=== EXERCISE TEXT ===
=-=-=-=-=

Steps 1-3 formed the basis of a Draft Action Plan (see Read More), yet to address the important steps of what we should improve, and our priorities for taking action, it was necessary to convene a stakeholder workshop. At a meeting held on 11th October 2017—hosted by Forest Research at Alice Holt Lodge—senior representatives from 24 organisations (see box) gathered to devise strategies to tackle steps 4 and 5.

With thanks to delegates representing:

BIFOR, Confor, Deer Initiative, Egger, Euroforest, Forest of Marston Vale, Forest Research, Forestry Commission England, Forest Enterprise England, Future Trees Trust, Grown in Britain, Institute of Chartered Foresters, Lockhart Garratt, Martin Glynn, National Forest, National Trust, Natural England, Royal Forestry Society, Small Woods, Sylva Foundation, Tubex, Tilhill Forestry, Woodland Heritage, Woodland Trust.

=-=-=-=-=

=== RAW DATA ===
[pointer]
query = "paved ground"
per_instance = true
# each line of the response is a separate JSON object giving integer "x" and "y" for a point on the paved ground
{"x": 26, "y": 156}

=-=-=-=-=

=== TASKS TO COMPLETE ===
#1 Rewrite the workshop passage from "Steps 1-3 formed" to "steps 4 and 5.", putting "planning meeting" in place of "stakeholder workshop".
#2 According to the workshop passage, where was the meeting on 11th October 2017 held?
#3 Write what comes next in the workshop passage, starting after its final sentence.

=== ANSWERS BY ITEM NUMBER ===
#1
Steps 1-3 formed the basis of a Draft Action Plan (see Read More), yet to address the important steps of what we should improve, and our priorities for taking action, it was necessary to convene a planning meeting. At a meeting held on 11th October 2017—hosted by Forest Research at Alice Holt Lodge—senior representatives from 24 organisations (see box) gathered to devise strategies to tackle steps 4 and 5.

#2 At Alice Holt Lodge, hosted by Forest Research.

#3
After an opening address by Forestry Commission Chairman Sir Harry Studholme, an introduction to the FCCWG by its Chairman Simon Lloyd (Chief Executive, Royal Forestry Society), and an overview of the changes ahead from James Morison (Climate Change Science Group Leader, Forest Research), delegates were soon hard at work. Gabriel Hemery and Gill Petrokofsky, both from Sylva Foundation, managed the café-style brainstorming. Small groups tackled each of the 18 UKFS factors in turn, identifying priorities for action over the next five years.

Preparing for the next brainstorm session. Photo Gail Atkinson.

Preparing for the next brainstorm session. Photo Gail Atkinson.

 

Next steps

Over the next few months the FCCWG will be reviewing the outcomes of the October workshop. We aim to publish, in early 2018, an Action Plan for Forestry and Climate Change Adaptation. We intend this to be a rolling five-year plan, which will be reviewed annually to assess how well the sector is progress in meeting the agreed actions. Given the degree of commitment shown by organisations to date, we are confident that the actions will be widely adopted and responsibilities shared among stakeholders.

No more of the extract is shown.